** Begin DATA SECTION **

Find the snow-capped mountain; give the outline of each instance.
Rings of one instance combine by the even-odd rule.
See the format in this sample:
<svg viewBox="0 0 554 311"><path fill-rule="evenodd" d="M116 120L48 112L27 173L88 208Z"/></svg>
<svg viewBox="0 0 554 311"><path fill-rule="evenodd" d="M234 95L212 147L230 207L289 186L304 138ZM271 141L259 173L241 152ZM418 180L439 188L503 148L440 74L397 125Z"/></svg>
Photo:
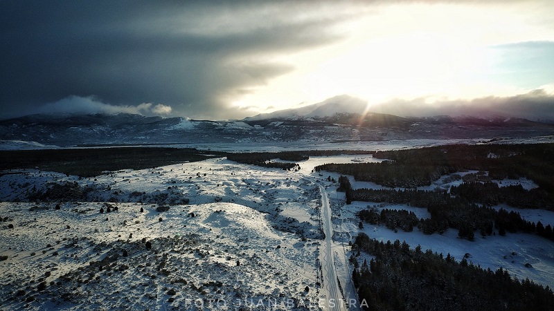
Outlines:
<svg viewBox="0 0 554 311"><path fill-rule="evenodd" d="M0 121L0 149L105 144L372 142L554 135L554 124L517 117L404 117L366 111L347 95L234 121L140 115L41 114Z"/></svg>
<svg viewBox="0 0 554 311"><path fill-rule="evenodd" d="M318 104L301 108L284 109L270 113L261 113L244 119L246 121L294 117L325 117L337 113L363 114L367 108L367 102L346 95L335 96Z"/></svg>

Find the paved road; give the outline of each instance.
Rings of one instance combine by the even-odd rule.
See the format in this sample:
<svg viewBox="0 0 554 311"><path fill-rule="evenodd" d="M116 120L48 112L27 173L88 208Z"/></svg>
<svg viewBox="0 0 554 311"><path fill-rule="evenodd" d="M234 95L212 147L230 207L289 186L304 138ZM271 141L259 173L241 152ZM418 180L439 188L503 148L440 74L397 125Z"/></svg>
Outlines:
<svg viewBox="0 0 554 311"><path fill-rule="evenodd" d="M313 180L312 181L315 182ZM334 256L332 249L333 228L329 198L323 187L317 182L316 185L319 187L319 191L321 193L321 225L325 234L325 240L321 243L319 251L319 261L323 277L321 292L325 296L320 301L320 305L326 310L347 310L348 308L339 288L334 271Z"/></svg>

** End DATA SECTION **
** Begin DATA SECTION **

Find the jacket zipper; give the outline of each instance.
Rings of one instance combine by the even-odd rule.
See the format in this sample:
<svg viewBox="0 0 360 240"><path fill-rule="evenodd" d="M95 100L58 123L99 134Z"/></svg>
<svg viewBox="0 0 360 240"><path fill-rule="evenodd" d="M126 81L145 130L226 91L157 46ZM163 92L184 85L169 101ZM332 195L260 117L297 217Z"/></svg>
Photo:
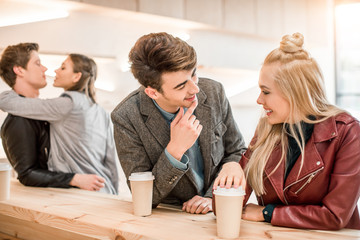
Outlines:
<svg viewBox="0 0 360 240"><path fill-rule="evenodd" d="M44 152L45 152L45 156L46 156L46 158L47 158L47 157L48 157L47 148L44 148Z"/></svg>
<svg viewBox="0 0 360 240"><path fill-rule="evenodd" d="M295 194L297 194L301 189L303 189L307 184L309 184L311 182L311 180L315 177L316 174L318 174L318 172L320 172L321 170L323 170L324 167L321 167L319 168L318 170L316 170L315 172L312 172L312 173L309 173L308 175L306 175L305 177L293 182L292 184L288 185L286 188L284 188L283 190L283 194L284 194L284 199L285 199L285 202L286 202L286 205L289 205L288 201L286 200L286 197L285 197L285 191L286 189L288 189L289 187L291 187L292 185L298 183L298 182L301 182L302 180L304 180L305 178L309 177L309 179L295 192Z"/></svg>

** End DATA SECTION **
** Begin DATA SECTION **

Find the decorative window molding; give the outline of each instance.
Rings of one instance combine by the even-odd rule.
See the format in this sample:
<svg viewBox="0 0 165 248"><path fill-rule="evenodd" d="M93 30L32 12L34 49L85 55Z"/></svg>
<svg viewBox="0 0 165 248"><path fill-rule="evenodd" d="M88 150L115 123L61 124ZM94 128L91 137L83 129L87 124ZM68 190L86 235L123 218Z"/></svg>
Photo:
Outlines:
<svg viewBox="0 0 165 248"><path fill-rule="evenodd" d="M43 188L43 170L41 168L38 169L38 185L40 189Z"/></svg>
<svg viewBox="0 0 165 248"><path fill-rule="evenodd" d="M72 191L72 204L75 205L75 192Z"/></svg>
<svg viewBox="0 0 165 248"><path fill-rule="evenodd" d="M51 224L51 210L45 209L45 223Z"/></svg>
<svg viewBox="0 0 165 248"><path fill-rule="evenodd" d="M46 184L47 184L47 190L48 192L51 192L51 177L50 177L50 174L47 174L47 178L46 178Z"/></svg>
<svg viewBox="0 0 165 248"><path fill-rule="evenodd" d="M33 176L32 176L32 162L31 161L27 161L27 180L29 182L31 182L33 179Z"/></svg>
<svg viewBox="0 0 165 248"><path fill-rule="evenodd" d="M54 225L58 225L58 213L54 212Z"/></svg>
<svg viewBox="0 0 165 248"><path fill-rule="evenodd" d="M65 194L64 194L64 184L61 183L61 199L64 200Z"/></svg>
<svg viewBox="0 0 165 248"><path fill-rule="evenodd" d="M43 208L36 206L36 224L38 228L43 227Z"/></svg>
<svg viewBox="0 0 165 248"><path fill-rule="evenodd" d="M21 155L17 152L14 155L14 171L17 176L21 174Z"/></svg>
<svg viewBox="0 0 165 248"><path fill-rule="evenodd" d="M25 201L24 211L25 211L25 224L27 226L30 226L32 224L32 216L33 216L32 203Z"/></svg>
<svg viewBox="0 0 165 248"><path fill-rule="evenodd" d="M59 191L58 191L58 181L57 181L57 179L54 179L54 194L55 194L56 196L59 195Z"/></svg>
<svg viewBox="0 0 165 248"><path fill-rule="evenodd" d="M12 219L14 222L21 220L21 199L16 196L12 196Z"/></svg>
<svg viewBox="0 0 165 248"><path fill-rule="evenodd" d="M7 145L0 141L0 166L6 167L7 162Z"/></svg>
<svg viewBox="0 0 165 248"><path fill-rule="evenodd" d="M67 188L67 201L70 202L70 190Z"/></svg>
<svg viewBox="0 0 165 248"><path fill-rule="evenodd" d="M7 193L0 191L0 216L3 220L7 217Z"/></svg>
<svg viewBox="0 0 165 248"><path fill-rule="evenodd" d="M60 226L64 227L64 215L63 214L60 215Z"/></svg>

** End DATA SECTION **

*WHAT YOU WILL DO*:
Copy character for character the lines above, starting at the line that contains "Find the paved" and ending at the line that contains "180L312 181L315 182ZM334", with both of those lines included.

*FULL OUTPUT*:
Find the paved road; give the outline of each instance.
Rings of one instance combine by the even-odd rule.
See the format in this sample:
<svg viewBox="0 0 554 311"><path fill-rule="evenodd" d="M116 120L48 112L27 173L88 208Z"/></svg>
<svg viewBox="0 0 554 311"><path fill-rule="evenodd" d="M234 95L212 147L230 207L289 186L304 138ZM271 141L259 173L241 152ZM418 180L439 188L503 148L440 74L397 125Z"/></svg>
Outlines:
<svg viewBox="0 0 554 311"><path fill-rule="evenodd" d="M313 180L312 181L315 182ZM334 256L332 249L333 228L329 198L323 187L317 182L316 185L319 187L319 191L321 193L321 225L325 234L325 240L321 243L319 251L319 261L323 277L321 292L325 296L320 301L320 305L326 310L347 310L348 308L339 288L334 271Z"/></svg>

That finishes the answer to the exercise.